WHAT DID COMMUNISTS USE BEFORE CANDLES? ELECTRICITY! Cuba’s Government Struggles to Restore Power After Nationwide Blackout: Electricity outages have paralyzed an already-crippled economy, leading to shortages of everything from cash to running water; ‘it’s just like a war economy.’

Millions of Cubans have been without electricity for days as the government struggled to restore nationwide power service after a massive blackout plunged the country into darkness on Friday. Then Hurricane Oscar hit the eastern tip of the island on Sunday.

The collapse of Cuba’s aging power grid has paralyzed an already-crippled economy, with rolling outages affecting everything from running water to the operation of banks, ATMs or debit-card terminals, sparking severe shortages of cash and halting distribution of basic goods and services such as drinking water, residents say.

Millions of Cuban households are seeing their food spoil because of a lack of refrigeration, and people can’t use air conditioning, fans or electric stoves on the tropical island. Cooking gas is also scarce.

In some impoverished districts of the capital Havana, residents are resorting to cooking with coal or firewood on streets and sidewalks. Driving is risky because traffic lights don’t work, residents say. Public transport has also been severely affected because of fuel shortages.

“It’s just like a war economy,” said Clemente Morgado, an Havana resident whose house was without electricity for more than 30 hours. Elsewhere in the city people have gone more than two days without power. At night, many of them have been banging pots in protest, residents say.

• **What is needed**:
Please return the part of the Cuba blackout article between "Millions of Cuban households" and "is also scarce.", inclusive, copied word for word.

• **Record extracts**:
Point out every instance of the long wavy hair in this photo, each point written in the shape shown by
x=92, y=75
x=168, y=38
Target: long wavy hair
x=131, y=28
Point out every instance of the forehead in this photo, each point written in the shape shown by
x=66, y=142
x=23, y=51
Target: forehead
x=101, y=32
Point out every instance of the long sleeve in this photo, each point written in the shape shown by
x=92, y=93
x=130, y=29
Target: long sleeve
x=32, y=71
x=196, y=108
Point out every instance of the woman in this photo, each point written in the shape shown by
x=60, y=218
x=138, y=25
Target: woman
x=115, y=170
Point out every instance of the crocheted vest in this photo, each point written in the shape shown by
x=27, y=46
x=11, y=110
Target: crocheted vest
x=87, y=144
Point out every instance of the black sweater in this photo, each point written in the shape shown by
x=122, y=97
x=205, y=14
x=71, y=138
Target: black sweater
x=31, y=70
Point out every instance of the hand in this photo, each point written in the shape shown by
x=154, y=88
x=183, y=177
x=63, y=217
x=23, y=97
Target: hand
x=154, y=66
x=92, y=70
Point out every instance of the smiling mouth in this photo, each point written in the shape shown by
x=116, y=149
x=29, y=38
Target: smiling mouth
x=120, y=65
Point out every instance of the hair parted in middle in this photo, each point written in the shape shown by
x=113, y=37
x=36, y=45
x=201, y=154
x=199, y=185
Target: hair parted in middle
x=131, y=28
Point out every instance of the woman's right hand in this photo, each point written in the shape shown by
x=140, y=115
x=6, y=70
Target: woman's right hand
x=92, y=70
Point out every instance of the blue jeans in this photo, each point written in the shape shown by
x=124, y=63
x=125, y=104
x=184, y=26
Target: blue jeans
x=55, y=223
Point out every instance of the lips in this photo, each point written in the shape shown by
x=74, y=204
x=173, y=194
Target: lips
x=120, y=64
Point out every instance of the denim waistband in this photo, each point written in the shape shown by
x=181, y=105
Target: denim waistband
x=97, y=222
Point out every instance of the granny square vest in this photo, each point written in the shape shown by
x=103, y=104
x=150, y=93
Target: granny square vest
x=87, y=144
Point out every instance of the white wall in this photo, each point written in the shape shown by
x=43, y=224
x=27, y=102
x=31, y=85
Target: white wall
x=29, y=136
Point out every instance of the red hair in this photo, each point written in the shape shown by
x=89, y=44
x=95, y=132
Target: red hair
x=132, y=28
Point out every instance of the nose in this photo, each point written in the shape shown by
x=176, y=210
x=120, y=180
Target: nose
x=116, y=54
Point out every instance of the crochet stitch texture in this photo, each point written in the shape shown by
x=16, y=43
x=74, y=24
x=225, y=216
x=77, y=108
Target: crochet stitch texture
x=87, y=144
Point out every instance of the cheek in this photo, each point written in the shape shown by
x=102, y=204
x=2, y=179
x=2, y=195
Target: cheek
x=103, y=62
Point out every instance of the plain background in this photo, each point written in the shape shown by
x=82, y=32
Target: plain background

• **Solution to the exercise**:
Millions of Cuban households are seeing their food spoil because of a lack of refrigeration, and people can’t use air conditioning, fans or electric stoves on the tropical island. Cooking gas is also scarce.